**Provided data**
####
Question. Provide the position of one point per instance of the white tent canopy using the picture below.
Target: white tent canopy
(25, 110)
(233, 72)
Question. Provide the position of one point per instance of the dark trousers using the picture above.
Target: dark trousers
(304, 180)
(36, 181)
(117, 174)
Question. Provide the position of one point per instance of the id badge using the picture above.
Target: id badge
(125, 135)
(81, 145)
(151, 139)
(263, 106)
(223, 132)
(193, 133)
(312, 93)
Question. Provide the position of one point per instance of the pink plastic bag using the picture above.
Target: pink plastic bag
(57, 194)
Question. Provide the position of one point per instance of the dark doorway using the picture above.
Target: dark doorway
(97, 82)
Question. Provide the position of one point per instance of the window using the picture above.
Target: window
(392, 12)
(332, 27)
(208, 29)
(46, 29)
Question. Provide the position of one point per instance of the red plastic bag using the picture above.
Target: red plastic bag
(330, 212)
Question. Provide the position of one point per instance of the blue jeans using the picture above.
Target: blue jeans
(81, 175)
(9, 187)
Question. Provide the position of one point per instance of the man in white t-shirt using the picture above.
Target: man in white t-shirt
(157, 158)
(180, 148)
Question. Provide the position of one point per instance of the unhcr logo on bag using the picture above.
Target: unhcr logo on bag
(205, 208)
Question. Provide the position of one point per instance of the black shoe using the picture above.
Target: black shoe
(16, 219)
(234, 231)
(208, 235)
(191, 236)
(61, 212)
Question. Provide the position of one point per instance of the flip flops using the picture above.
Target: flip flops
####
**Work request**
Using the data above, establish how many lines include the word "flops"; the reply is that number only.

**Exercise answer**
2